Write out the listing below again, substituting "green moss" for "dry grass" wherever it appears and keeping everything else the same.
[start of Stored records]
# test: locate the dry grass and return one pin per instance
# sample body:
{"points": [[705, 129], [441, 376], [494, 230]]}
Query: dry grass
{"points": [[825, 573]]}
[end of Stored records]
> [Exercise answer]
# test: locate the green moss and return one pin per instance
# sample body:
{"points": [[705, 129], [441, 376], [494, 230]]}
Query: green moss
{"points": [[825, 573]]}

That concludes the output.